__INPUT RECORDS__
>> start
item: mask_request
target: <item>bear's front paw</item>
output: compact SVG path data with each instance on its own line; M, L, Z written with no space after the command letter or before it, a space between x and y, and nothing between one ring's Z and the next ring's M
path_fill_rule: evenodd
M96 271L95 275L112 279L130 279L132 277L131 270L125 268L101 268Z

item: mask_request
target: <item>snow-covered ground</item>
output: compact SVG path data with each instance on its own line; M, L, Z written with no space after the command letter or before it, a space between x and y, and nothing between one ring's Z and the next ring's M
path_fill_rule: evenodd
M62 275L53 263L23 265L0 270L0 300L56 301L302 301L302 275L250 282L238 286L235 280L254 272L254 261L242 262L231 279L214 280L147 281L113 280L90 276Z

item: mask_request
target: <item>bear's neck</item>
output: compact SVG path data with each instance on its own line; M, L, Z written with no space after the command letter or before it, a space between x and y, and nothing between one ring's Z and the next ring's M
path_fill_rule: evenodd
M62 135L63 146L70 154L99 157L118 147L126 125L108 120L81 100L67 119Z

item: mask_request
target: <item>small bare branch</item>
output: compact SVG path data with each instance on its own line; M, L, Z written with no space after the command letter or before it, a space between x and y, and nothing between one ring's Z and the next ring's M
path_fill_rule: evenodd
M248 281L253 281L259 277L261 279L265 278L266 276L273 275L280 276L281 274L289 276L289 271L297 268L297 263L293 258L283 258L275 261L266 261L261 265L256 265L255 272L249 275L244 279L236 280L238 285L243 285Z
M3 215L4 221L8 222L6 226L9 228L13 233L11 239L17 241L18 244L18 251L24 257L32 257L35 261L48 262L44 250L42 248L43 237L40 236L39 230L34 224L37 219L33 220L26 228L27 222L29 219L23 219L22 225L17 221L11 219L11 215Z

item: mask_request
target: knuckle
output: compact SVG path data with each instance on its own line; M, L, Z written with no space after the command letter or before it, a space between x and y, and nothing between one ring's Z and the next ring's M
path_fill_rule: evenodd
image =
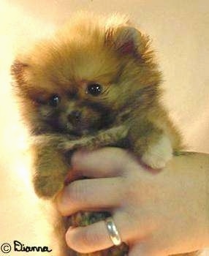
>> end
__INSTRUCTIONS TO FOLLOW__
Please count the lines in the entries above that contain the string "bear" and give only that number.

__ANSWER FOR THE TASK__
2